**Tarefa proposta**
Responda às perguntas abaixo com base no texto sobre a aprendizagem dos cães.
(a) Entre os animais que temos mais à mão, qual é o que melhor se adapta?
(b) Qual método, segundo o texto, ninguém duvida que seja o melhor para ensinar qualquer cão?
(c) Para que cães a falta de experiências negativas é considerada fatal?

**Texto extraído**
Diz-se
que só os homens aprendem com os seus erros mas dum jeito ou de outro todos os
animais o fazem motivados pelo instinto de sobrevivência, caso contrário há que
muito que estariam extintos por ausência de adaptação. É sabido que os mais
instintivos tendem a desaparecer precocemente e que os predadores melhoram
consideravelmente o seu desempenho com o treino e o tempo, esmerando-se nos
métodos e alcançando novas presas quando necessário. Dos animais que temos mais
à mão, o cão é aquele que melhor se adapta, exactamente porque possui poucos
instintos e é rico em personalidade, aprendendo em simultâneo com as
experiências positivas e negativas que nele se constituem em lições de vida, o
que realça a importância do impulso ao conhecimento, primeiro responsável pelo
maior ou menor sucesso no seu ensino, busílis que muitos canicultores olvidam
para mal dos seus pecados e que acabará por comprometer o bom-nome dos animais
que criam pela diminuição da sua procura. De que valerá um cão saudável, robusto
e valente se apresentar dificuldades na aprendizagem?
Ninguém
duvida que o “reforço positivo” é o melhor dos métodos para ensinar todo e
qualquer cão, que é de fácil assimilação para os donos e do agrado dos cães, um
verdadeiro hino à sã e mútua convivência. Mas se subtrairmos dele as
experiências negativas pelo concurso exclusivo do facilitismo, alguns cães
tornar-se-ão bobos, pouco regrados, disparatados e despreparados para os perigos
que os cercam, vendo assim comprometida a sua salvaguarda pela experiência
repetitiva que não os alertou para a realidade à sua volta e que obstará também
à identificação dos seus inimigos, aumentando assim a sua vulnerabilidade, o
que é contraproducente para os cães em geral e fatal para os de guarda.
Contudo, tal não deverá impedir o maior peso da recompensa no seu ensino. Sim,
os cães deverão experimentar também o insucesso para que, mediante os seus
erros, encontrem a solução adequada, desde que este não se constitua em trauma
e sempre obrigue a um final feliz pelo engenho, incentivo, agrado e supervisão dos
seus mestres. Se errar é humano como dizem, só o errar dos cães os levará ao acerto
porque nasceram para agradar e são naturalmente competitivos.

**Dados armazenados**
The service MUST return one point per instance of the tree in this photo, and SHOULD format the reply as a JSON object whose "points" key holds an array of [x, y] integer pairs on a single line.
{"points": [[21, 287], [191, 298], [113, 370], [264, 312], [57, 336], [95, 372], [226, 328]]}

**Resposta ao exercício**
(a) O cão.
(b) O “reforço positivo”.
(c) Para os cães de guarda.